_Текст документа_:
****

Все это, в итоге, еще раз подтверждает, что историческое поведение науки мало чем отличается от поведения искусств, и что стиль - или по крайней мере нечто родственное стилю - в истории науки прослеживается точно так же, как и в истории искусств.

Теперь мы переходим к нашей третьей теме - стиль применительно к целым цивилизациям. Насколько оправданно и насколько полезно в научном отношении распространять понятие стиля на культуры в целом?

Если мыслить в традиционном духе, то это может означать, что следует собрать воедино все различные стили, существовавшие в рамках данной цивилизации и тщательно изучить их взаимодействия и взаимовлияния.

Но можно также предположить, что все эти взаимодействия порождают своеобразный суперстиль, который поддается определению или, по крайней мере, описанию.

Если подобного рода супер- или общекультурный стиль действительно существует, было бы, безусловно, чрезвычайно интересно выделить его - это имело бы большое теоретическое значение.

Но прежде я хотел бы остановиться на одном тезисе, к более подробному рассмотрению которого вернусь немного позже.

Всякий общекультурный стиль, который можно выявить, следует обязательно рассматривать как смешанный по происхождению, вторичный и производный. Если ход наших рассуждений будет обратным и этот общекультурный стиль будет постулирован первичным, мы неизбежно будем выводить хорошо известные конкретные стили в культуре из гораздо менее известной, менее определенной и имеющей к тому же весьма туманное происхождение целостности. То место, которое занимают отдельные частичные стили в культуре в целом, не может быть окончательно выяснено до тех пор, пока не прослежены все их взаимодействия и не становится видимой общая сумма качеств, характерных для данной культуры. Но сама процедура получения выводов должна вести нас от частностей ко все большему и большему целому, в противном случае мы можем увязнуть в недоказуемых интуитивных озарениях или даже впасть в мистицизм. Чем больше целое, тем неизбежно более сложен его состав. Но если сложная конструкция выстраивается из частностей или подтверждается ими шаг за шагом, она имеет шанс хотя бы в главном оказаться верной - по крайней мере для своего времени - и достаточно важной, в то время как один решительный удар, подобный тому, каким был разрублен гордиев узел, почти наверняка попадет мимо цели. Большинство проблемных узлов следует развязывать. Те, которые можно разрубить,

вообще говоря, уже давным-давно разрублены.

****

_Предоставленные записи_:
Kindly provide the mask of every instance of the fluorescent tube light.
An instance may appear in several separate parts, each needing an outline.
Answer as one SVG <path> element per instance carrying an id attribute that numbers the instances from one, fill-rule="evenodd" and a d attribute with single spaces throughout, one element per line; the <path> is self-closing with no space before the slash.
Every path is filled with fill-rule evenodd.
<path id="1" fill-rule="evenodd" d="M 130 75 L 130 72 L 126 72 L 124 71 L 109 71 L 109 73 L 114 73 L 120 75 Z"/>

****

_Поставленные задачи_:
1. Каким, согласно тексту о стиле цивилизаций, следует обязательно считать всякий общекультурный стиль, который можно выявить?
2. Продолжите текст о стиле цивилизаций с того места, на котором он обрывается.

_Ответы по задачам_:
1. Смешанным по происхождению, вторичным и производным.

2.
Любой профессиональный этнолог, регулярно участвующий в полевых экспедициях, но не слишком интересующийся проблемами сугубо абстрактного или универсального характера, в большинстве случаев имеет дело с небольшими сообществами, состоящими всего из нескольких тысяч человек, собственная культура которых, как правило, не отличается многообразием форм, но зато имеет ярко выраженные отличия от культур других бесписьменных народов, особенно тех, которые находятся на известном удалении. Степень изолированности районов обитания значительна, что создает благоприятную почву как для самобытности и специализации культуры в изолированных регионах, так и для развития тесной координации и гомогенности культуры внутри каждого такого небольшого сообщества. Кроме того, объем культуры в данном случае весьма скромен, по сравнению с культурами великих цивилизаций, что позволяет без чрезмерных усилий изучить эту культуру в ее основных чертах и облегчает восприятие ее как целого с точки зрения исторической перспективы. Это одна из тех уникальных возможностей, которые таит в себе профессия этнолога - к этому следует добавить опыт живого, непосредственного контакта с совершенно необычным образом жизни.

Неудивительно поэтому, что этнологи, впрочем, как и антропологи вообще, проявили необычайную склонность к переносу подходов, выработанных ими на материале небольших культур, на изучение культур великих цивилизаций, искренне веря, что эти великие культуры также обладают всеобъемлющим единством и тесной внутренней координацией, которые могут быть отчетливо сформулированы.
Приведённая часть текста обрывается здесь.